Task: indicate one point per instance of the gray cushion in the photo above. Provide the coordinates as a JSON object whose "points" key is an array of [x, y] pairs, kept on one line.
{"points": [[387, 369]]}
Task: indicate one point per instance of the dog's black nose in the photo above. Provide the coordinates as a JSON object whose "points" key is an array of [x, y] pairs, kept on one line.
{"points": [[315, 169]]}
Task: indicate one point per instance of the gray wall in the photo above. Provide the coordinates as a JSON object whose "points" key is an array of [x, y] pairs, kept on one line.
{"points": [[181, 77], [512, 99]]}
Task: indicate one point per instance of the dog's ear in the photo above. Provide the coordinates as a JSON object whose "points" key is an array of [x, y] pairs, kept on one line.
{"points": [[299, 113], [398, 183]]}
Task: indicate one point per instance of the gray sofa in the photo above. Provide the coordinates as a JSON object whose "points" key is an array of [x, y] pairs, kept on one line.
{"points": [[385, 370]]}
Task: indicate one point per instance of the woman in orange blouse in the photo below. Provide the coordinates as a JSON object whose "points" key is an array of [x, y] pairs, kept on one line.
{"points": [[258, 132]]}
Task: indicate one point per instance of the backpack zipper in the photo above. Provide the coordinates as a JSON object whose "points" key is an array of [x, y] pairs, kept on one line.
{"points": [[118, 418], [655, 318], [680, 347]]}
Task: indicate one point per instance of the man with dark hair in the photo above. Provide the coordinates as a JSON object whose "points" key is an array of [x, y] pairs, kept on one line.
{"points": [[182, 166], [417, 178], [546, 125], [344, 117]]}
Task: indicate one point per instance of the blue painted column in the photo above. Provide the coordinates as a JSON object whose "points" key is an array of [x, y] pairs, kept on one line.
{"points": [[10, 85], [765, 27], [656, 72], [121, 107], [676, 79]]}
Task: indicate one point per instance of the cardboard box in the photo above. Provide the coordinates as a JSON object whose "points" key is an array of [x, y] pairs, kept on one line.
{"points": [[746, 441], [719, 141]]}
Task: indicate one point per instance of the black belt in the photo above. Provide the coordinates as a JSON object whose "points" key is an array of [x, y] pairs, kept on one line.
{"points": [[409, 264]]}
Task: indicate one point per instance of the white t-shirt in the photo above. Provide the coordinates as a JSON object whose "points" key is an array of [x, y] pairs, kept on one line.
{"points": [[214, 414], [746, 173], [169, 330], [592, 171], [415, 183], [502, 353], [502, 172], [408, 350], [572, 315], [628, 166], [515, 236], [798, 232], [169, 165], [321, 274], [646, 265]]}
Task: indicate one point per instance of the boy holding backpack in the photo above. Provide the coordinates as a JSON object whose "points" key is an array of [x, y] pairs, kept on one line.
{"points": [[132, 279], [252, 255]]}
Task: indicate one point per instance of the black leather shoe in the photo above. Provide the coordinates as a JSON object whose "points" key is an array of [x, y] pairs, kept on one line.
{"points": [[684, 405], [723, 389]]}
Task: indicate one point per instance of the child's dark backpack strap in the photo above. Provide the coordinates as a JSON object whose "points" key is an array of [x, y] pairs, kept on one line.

::::

= Exercise details =
Would you write down every record again, exactly?

= Written solution =
Task: indicate one point per instance of the gray cushion in the photo above. Provide the coordinates as a JSON object whose "points" key is an array of [x, y] pairs, kept on one line.
{"points": [[387, 369]]}
Task: indicate one point per instance of the dog's black nose in the photo above. Provide the coordinates as a JSON object whose "points" key is an array of [x, y] pairs, kept on one line.
{"points": [[315, 169]]}
Task: indicate one point per instance of the gray wall in the photo above. Provide the coordinates as a JSON object whose "points" key is an array of [x, y] pairs, kept on one line.
{"points": [[181, 77], [512, 99]]}
Task: indicate one point per instance of the dog's ear in the photo above. Provide the coordinates as a JSON object whose "points" key is an array of [x, y] pairs, kept on one line.
{"points": [[299, 113], [398, 183]]}
Task: indicate one point per instance of the gray sofa in the photo above. Provide the coordinates as a JSON object whose "points" key is an array of [x, y] pairs, kept on one line.
{"points": [[385, 370]]}
Task: indicate one point per instance of the woman in orange blouse in the photo below. Provide the coordinates as a JSON object whose "points" key is an array of [x, y] pairs, kept on one line.
{"points": [[258, 132]]}
Task: indicate one point per instance of the backpack zipper in the photo above. Provide the coordinates as a JSON object whose "points" key is an array of [x, y] pairs, kept on one line.
{"points": [[118, 418], [655, 318], [680, 347]]}
Task: indicate one point per instance of the man with dark hair in the photo above. Provide the coordinates as a JSON object whose "points" key is an array of [x, y] pairs, kept on one line.
{"points": [[182, 166], [417, 178], [546, 125], [344, 117]]}
Task: indicate one point per instance of the blue painted column in the photo above. Provide the coordinates as a JSON object whose "points" key is an array of [x, y] pairs, kept on one line.
{"points": [[10, 85], [765, 27], [656, 72], [121, 107], [676, 79]]}
Task: indicate one point per instance of the cardboard box in the photo above. Provide the coordinates as a JSON object whose "points" key is an array of [x, y] pairs, kept on one line.
{"points": [[746, 441], [719, 141]]}
Task: indicate one point per instance of the black belt in the photo above. Provide the coordinates as a JSON object whose "points" key is an array of [x, y] pairs, kept on one line.
{"points": [[409, 264]]}
Task: indicate one point per instance of the white t-shirt in the photo above. Provide the coordinates as a JSON object whose "points" key is an array of [x, y] pairs, kept on one line.
{"points": [[214, 414], [746, 173], [169, 330], [592, 171], [415, 183], [502, 353], [502, 172], [408, 350], [572, 315], [628, 166], [515, 236], [798, 232], [169, 165], [321, 274], [646, 265]]}
Task: indicate one point per instance of the boy holding backpack in the photo above. Provide the coordinates as a JSON object whose "points" key is an array of [x, y] pairs, kept on one line.
{"points": [[132, 279], [252, 255]]}
Task: indicate one point per instance of the black leather shoe in the photo above. Provide the coordinates as a JSON object whose "points" key is an array of [x, y] pairs, kept on one line.
{"points": [[684, 405], [723, 389]]}
Task: indicate one point per instance of the child's dark backpack strap in the photo above. Provide the coordinates as a JSON object whose "points" key is an array of [x, y] pairs, kept on one line.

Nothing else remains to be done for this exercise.